*** Opening of DATASET ***

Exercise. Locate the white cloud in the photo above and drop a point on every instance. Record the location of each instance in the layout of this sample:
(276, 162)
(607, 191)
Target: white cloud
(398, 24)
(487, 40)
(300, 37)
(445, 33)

*** Close of DATASET ***

Each line above is to be set down again verbatim.

Exercise. Locate the white cloud in the photo above and drop a point on every instance. Record the location of each instance in the layout of this sample:
(276, 162)
(607, 191)
Target: white cloud
(398, 24)
(487, 40)
(300, 37)
(445, 33)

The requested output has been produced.